======== EXCERPT PROVIDED ========
The book chapters are organised into two parts. The first part consists of four chapters that analyse the rising power of consumers and their active role in several marketing processes. The second part includes five chapters that analyse the major marketing approaches aiming to enable firms to connect and collaborate with the empowered consumers.

The first chapter, titled “Marketing in evolution,” revisits the seven marketing Ps (including people, physical evidence, and processes) and explores their evolution due to the new technology‐empowered generation of consumers. The chapter also explains the new rules and forces that govern the marketing landscape. The second chapter, “The twenty‐first century consumer landscape: new realities,” continues the discussion about the new marketplace by analysing in more depth the opportunities and threats that have been created by the following three new realities: media and audience fragmentation; targeted customers tuning out formal marketing efforts; and consumer connectedness. The third chapter is titled “Targeting consumers in the era of Web 2.0,” and it further elaborates on the realities of the new marketing landscape by shifting the focus onto the new consumers themselves. After reviewing the new tools of Web 2.0 and their impact on consumer behaviour and communication, this chapter explores the following specific issues related to consumer targeting: the behaviour of especially influential (such as teens) and emerging (such as seniors and minorities) segments; the identification and process of opinion leadership; brand communities; and consumer relationships with brands.
======== DATA SEGMENT ========
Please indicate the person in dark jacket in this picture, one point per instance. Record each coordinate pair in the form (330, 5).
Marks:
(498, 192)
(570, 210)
========
■ WORK TO DO ■
A: From the overview of the book's chapters, set down the stretch from "The book chapters" through "the empowered consumers.".
B: According to the overview of the book's chapters, why have the seven marketing Ps evolved? Answer in one to three sentences.
C: Continue the overview of the book's chapters from where it stops.

■ RESULTS IN ORDER ■
A:
The book chapters are organised into two parts. The first part consists of four chapters that analyse the rising power of consumers and their active role in several marketing processes. The second part includes five chapters that analyse the major marketing approaches aiming to enable firms to connect and collaborate with the empowered consumers.

B: The seven marketing Ps have evolved because of the new generation of consumers empowered by technology.

C:
Chapter Four, “Word‐of‐mouth influence,” focuses on the concept of word‐of‐mouth (WOM), which is mushrooming online due to the massive production and dissemination of consumer‐generated‐content (UGC). The chapter explores the following important issues: the nature and consumer influence of WOM; the factors and motivators of WOM production and dissemination; and the potential effects of WOM. The chapter concludes with a section scrutinizing some widespread misconceptions related to WOM (such as the dissatisfaction driver of WOM), while Chapter Five continues the discussion about WOM by giving emphasis to measurement and research issues.

Chapter Five is titled “Word of mouth and social media research and measurement,” and it is the first chapter of the second part of the book, which in turn places emphasis on marketing strategies and tactics. In this vein, Chapter Five considers some of the methodologies borrowed from a diverse array of disciplines that can be used for measuring WOM and UGC. Specifically, the chapter examines methods that can track and measure the impact of WOM and C2C as well as some applications of WOM research (e.g. for identifying influential and opinion leaders, for evaluating the merit of the widely used net promoter score (NPS), and for evaluating the utility of text mining). The chapter not only presents these methods, but it also analyses their limitations and strengths as well as the ways in which they can be applied and integrated as aspects of fledgling or ongoing marketing campaigns.

Chapter Six, titled “Listening to and engaging consumers,” investigates methods by which marketers can get connected and engage with current and potential customers, with social media, and with collaborative partners. The chapter also investigates how marketers can get in on consumer conversations and leverage them for corporate profits while maintaining a loyalty to the basic tenets of the marketing concept. The chapter explains the netiquette and the ethical issues that marketers should also respect and follow when communicating in the blogosphere, social networks, and brand communities. The chapter concludes with three extensive case studies showing how the marketing staff of three multinational companies have successfully achieved all these.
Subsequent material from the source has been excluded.